EXERCISE DIRECTIONS:
When a line below contains the string "photo", show that line.

(Source data)
══════════

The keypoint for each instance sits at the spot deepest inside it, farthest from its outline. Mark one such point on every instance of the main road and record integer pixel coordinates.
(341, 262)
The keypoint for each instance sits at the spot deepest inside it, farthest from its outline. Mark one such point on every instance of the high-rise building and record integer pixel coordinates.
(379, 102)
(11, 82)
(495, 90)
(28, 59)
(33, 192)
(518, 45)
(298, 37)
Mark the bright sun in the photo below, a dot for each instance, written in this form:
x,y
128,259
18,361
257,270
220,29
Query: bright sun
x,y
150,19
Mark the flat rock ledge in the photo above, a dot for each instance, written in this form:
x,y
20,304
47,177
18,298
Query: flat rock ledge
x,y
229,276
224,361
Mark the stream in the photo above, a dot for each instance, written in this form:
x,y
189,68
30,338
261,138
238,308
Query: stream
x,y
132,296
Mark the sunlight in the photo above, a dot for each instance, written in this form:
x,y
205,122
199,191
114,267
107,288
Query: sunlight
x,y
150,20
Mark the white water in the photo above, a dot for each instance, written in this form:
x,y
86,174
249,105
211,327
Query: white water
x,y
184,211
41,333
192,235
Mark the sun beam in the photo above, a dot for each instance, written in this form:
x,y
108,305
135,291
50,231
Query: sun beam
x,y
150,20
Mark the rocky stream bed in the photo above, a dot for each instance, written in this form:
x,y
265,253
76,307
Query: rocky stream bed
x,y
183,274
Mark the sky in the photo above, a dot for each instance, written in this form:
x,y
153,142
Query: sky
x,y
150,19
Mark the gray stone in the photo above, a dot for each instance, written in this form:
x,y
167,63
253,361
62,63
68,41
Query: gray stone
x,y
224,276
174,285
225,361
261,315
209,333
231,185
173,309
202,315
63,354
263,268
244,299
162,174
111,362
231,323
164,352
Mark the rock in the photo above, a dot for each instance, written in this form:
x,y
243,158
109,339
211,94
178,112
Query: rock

══════════

TASK SOLUTION:
Mark the bright sun in the photo below, a dot for each instance, written in this form:
Mark the flat rock ledge in the photo above, a dot for each instance, written in this form:
Mark the stream in the photo above, a dot for each instance, written in this form:
Mark the sunlight in the photo above, a dot for each instance, written in this form:
Mark the white water in the photo above, a dot for each instance, written in this form:
Mark the sun beam in the photo above, a dot for each instance, written in this form:
Mark the rocky stream bed in the photo above, a dot for each instance, written in this form:
Mark the sky in the photo above, a dot for each instance, written in this form:
Mark the gray stone in the photo above, a dot for each instance, written in this form:
Mark the rock in the photo above, a dot for each instance, written in this form:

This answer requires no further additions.